* [Extrait présenté]:
:::::

Que se passe-t-il concrètement dans Horses ? les joueurs incarnent Anselmo, un jeune homme envoyé par ses parents pour travailler quelques semaines dans une ferme où les « chevaux » sont en réalité des humains masqués et réduits en esclavage. Le jeu est structuré en journées de corvées. Le matin, il faut nourrir le chien, nettoyer l’enclos des “chevaux”, récolter des carottes. Ces tâches banales sont parsemées de demandes insensées : asperger d’eau une lignée d’esclaves nus pour les laver, castrer l’un d’entre eux avec des ciseaux, et d’autres actes tout à fait abjects, parfois sous les yeux de visiteurs complices : un prêtre, un vétérinaire perverti, un père et sa fille. Le jeu explore en réalité la psychologie de ceux qui perpétuent l’oppression, confrontant le joueur à des choix impossibles, sans possibilité de libre arbitre.

:::::

* [Annotations par cadres pour les photos]:
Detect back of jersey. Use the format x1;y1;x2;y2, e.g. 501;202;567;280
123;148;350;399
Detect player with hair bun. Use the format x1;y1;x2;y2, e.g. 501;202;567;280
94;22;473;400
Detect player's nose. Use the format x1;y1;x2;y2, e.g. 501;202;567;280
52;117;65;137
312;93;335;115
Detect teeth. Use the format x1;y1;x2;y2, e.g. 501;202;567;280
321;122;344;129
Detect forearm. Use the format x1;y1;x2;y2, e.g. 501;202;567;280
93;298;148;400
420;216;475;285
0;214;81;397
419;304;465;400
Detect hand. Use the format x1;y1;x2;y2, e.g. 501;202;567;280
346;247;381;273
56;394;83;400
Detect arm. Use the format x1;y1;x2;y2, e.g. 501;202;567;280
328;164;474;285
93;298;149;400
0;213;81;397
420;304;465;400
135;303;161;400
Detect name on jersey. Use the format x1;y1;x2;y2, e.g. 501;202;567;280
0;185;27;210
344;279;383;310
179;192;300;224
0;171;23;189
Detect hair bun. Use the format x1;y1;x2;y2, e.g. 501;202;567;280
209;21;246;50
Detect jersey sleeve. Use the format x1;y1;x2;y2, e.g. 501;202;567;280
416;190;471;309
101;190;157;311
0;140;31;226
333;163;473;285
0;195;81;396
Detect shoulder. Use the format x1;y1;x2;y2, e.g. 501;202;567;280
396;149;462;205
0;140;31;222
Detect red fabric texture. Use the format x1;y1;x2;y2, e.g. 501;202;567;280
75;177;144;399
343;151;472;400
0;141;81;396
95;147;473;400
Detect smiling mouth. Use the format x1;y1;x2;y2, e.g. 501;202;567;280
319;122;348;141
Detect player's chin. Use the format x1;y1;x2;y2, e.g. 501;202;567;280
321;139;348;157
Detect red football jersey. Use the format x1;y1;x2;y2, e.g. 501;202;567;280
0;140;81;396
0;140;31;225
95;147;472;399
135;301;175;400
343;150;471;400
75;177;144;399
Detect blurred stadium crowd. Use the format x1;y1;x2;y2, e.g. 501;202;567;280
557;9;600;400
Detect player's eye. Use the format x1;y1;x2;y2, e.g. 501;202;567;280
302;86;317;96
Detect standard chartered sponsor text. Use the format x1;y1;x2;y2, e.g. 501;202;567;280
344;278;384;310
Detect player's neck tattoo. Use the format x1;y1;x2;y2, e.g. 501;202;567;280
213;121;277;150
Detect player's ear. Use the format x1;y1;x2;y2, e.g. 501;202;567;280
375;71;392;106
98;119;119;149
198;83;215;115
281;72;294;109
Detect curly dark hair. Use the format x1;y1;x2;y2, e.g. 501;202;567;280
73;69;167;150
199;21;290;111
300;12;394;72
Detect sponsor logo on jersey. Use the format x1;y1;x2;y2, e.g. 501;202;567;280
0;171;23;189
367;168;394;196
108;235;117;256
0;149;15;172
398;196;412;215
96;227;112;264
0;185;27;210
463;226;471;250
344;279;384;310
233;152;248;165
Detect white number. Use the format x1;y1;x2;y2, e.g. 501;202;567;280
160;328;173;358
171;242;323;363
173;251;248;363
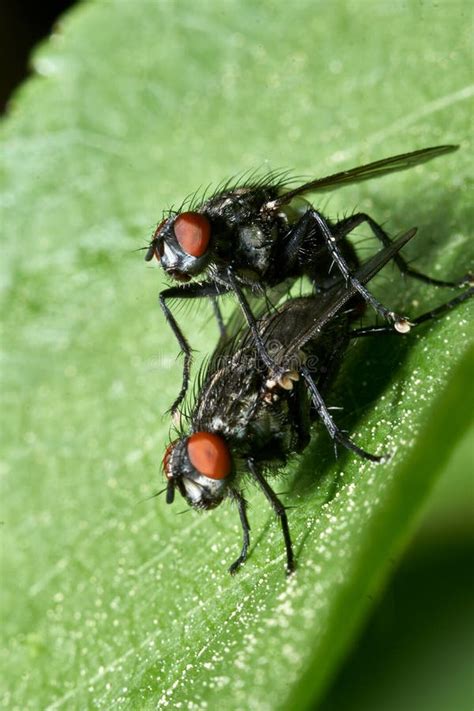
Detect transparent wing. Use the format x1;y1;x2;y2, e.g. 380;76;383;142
271;145;459;208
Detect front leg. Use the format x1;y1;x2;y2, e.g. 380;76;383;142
229;490;250;575
159;282;228;415
301;366;384;462
247;458;295;575
227;267;286;380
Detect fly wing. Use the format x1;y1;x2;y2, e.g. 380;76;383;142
263;228;416;360
270;145;459;209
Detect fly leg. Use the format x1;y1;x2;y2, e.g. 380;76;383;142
290;208;407;328
247;459;295;575
159;282;228;415
333;212;472;288
229;491;250;575
227;267;286;380
300;366;384;462
349;287;474;338
211;296;227;338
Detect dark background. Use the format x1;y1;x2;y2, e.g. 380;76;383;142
0;0;74;113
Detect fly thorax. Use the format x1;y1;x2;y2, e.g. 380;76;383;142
237;224;277;274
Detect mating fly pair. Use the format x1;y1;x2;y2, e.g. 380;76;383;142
147;146;473;572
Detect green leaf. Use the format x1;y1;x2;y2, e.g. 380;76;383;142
1;0;473;711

:::::

* [Consignes écrites]:
[A] Comment traduire en anglais cette phrase du texte sur le jeu Horses : « Le jeu est structuré en journées de corvées. » ?
[B] D'après le texte sur le jeu Horses, que faut-il répondre aux questions suivantes ?
(i) Quel personnage les joueurs incarnent-ils ?
(ii) Qui envoie ce personnage travailler à la ferme ?
(iii) Quel animal faut-il nourrir le matin ?
[C] Quelles tâches du matin le texte sur le jeu Horses énumère-t-il ? Donnez-les toutes.

* [Corrigé]:
[A] The game is structured into days of chores.

[B]
(i) Anselmo.
(ii) Ses parents.
(iii) Le chien.

[C]
- Nourrir le chien
- Nettoyer l'enclos des “chevaux”
- Récolter des carottes